* _Task details_: In the records below, some lines contain the word "flower". Copy each of them.

::::

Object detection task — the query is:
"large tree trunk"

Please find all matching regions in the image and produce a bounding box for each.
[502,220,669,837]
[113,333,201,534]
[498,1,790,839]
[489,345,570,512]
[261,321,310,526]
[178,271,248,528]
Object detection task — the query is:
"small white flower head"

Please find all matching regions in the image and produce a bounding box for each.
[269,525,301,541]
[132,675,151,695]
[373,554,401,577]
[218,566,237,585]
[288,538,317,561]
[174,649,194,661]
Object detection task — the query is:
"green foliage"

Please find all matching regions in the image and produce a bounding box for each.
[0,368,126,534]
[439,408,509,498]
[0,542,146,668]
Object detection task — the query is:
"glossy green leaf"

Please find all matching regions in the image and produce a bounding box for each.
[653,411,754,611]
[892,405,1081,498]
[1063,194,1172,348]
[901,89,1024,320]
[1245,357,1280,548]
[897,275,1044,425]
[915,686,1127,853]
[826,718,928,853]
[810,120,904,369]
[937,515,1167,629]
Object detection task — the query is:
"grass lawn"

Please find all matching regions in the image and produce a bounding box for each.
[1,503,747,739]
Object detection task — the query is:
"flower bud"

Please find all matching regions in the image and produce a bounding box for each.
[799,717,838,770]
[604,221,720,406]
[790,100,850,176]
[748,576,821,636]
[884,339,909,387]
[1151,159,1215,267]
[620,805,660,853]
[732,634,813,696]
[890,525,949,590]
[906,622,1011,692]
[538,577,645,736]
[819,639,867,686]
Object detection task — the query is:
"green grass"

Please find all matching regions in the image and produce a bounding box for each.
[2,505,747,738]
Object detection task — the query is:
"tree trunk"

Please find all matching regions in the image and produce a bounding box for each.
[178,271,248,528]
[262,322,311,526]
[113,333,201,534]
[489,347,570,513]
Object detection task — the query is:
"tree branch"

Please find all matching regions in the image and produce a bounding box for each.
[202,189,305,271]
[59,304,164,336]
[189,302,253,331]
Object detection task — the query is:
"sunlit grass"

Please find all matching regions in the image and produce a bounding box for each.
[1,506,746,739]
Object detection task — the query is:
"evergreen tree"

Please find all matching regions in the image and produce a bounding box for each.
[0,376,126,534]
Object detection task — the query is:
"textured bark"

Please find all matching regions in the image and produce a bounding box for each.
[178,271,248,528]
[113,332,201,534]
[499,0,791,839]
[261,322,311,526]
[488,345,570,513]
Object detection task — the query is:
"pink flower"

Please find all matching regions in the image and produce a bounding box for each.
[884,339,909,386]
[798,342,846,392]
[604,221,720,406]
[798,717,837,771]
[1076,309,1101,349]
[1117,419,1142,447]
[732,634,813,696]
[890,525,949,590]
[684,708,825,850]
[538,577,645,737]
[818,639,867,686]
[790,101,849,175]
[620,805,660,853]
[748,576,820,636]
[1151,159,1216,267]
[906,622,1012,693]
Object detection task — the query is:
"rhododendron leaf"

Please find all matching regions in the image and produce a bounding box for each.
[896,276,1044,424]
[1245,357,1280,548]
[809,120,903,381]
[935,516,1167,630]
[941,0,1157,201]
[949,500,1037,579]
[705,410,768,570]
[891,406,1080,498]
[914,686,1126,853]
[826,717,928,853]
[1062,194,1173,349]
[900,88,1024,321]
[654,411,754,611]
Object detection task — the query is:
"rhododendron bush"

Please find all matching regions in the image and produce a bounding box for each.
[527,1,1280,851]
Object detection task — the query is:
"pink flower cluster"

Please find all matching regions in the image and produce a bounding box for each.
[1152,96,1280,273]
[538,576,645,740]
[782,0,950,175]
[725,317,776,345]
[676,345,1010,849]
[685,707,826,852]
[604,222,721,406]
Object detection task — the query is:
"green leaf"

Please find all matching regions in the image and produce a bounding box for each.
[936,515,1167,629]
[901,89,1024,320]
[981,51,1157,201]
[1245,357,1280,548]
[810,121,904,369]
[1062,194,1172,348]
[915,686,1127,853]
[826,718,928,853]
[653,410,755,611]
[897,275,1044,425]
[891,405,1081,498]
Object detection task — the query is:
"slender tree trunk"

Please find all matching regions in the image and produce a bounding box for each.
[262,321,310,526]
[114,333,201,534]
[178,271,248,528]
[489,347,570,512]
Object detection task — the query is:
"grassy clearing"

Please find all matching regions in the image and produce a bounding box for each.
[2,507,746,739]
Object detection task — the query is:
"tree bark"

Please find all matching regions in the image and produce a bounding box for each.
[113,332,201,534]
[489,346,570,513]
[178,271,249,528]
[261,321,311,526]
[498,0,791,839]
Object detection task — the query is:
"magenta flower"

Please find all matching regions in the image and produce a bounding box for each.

::::

* _Exercise response_:
"small white flower head"
"flower bud"
"pink flower"
"pink flower cluster"
"magenta flower"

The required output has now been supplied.